*Records provided:*
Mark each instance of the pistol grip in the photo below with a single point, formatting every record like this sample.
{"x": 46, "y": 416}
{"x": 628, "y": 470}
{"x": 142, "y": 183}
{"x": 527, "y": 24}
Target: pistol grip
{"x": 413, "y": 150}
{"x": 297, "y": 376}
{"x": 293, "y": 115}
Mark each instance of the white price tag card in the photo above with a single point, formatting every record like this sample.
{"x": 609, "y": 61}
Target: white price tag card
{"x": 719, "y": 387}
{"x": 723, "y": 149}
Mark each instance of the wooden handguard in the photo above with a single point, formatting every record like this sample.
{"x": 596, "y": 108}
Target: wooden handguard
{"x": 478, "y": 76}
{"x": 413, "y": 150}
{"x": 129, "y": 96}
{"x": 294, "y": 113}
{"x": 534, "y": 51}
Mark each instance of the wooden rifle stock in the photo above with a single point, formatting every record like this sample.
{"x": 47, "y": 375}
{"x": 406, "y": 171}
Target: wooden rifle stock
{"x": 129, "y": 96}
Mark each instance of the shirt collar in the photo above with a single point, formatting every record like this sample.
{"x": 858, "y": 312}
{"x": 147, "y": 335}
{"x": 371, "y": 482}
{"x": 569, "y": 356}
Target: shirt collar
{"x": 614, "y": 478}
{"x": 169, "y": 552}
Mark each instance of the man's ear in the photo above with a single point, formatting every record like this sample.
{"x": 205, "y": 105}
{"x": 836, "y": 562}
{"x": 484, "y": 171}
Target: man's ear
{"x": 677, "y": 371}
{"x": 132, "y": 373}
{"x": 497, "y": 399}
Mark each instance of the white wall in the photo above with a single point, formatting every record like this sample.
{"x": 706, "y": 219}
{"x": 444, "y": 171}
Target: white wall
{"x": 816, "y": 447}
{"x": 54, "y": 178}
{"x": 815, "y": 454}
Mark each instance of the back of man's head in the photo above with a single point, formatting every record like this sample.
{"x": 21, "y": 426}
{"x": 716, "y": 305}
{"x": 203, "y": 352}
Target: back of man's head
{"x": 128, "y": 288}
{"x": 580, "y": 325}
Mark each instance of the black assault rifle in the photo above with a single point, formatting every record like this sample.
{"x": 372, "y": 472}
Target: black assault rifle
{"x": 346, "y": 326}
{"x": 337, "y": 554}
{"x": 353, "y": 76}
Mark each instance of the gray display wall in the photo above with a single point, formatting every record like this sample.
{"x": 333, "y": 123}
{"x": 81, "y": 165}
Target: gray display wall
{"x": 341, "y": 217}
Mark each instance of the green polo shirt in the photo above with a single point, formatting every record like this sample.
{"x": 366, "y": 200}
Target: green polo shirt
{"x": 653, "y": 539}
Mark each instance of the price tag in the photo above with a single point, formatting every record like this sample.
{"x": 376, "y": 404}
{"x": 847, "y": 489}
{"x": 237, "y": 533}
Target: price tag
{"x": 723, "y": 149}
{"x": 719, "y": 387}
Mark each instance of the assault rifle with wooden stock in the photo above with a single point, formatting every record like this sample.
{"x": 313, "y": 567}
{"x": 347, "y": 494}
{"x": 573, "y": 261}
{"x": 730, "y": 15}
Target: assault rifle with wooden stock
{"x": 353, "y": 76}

*The exercise:*
Rewrite everything from the row containing "Mark each instance of the green" down through the last of the rows, replacing "price tag" with "price sticker" and leaving all else unchanged.

*Solution:*
Mark each instance of the green polo shirt in the photo above with a single point, formatting every record like this sample.
{"x": 366, "y": 200}
Target: green polo shirt
{"x": 653, "y": 539}
Mark each instance of the price sticker in the photo above with a single point, formatting every record like this sample.
{"x": 376, "y": 404}
{"x": 847, "y": 489}
{"x": 237, "y": 533}
Target: price sticker
{"x": 723, "y": 149}
{"x": 719, "y": 387}
Mark each instance of the assault rifle with wooden stock in the photo above with a single point, formatting every record like this sample.
{"x": 313, "y": 567}
{"x": 347, "y": 494}
{"x": 573, "y": 261}
{"x": 730, "y": 15}
Target: assault rifle with wooden stock
{"x": 353, "y": 76}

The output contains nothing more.